**TASK INSTRUCTIONS**
Starting at the beginning of the lines below and ending at the line that contains "column 157, row 11", write those lines out again with "thickest" switched to "widest" and nothing else changed. Leave the pictures out of your answer.

**DATA RECORDS**
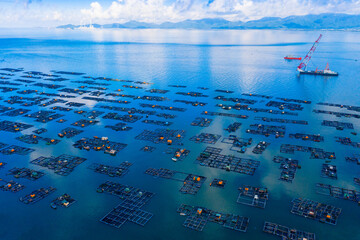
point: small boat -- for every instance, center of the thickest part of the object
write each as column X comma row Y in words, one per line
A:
column 291, row 57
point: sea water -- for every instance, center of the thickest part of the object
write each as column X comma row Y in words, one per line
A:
column 248, row 61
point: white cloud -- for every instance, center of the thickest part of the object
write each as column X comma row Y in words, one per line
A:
column 47, row 13
column 157, row 11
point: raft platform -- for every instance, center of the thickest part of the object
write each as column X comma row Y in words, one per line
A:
column 148, row 148
column 161, row 107
column 11, row 186
column 287, row 233
column 161, row 135
column 267, row 130
column 220, row 183
column 100, row 144
column 347, row 141
column 64, row 200
column 130, row 207
column 212, row 158
column 69, row 132
column 198, row 217
column 260, row 147
column 13, row 149
column 288, row 168
column 9, row 126
column 315, row 210
column 354, row 159
column 179, row 154
column 27, row 173
column 208, row 138
column 62, row 165
column 337, row 114
column 191, row 183
column 338, row 192
column 285, row 105
column 158, row 123
column 233, row 127
column 84, row 123
column 224, row 114
column 316, row 153
column 329, row 171
column 193, row 103
column 236, row 100
column 201, row 122
column 192, row 94
column 119, row 127
column 282, row 120
column 238, row 144
column 337, row 125
column 37, row 195
column 307, row 137
column 253, row 196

**OUTPUT**
point: small boat -- for every instance, center of the widest part of the object
write each as column X comma row Y in words, one per line
A:
column 291, row 57
point: sea water -- for every instance, center of the widest part of the object
write each as column X comma row Y in words, one per line
A:
column 248, row 61
point: white cloud -- for every instance, center of the widest part of the object
write each as column X comma row Y in words, one per line
A:
column 47, row 13
column 157, row 11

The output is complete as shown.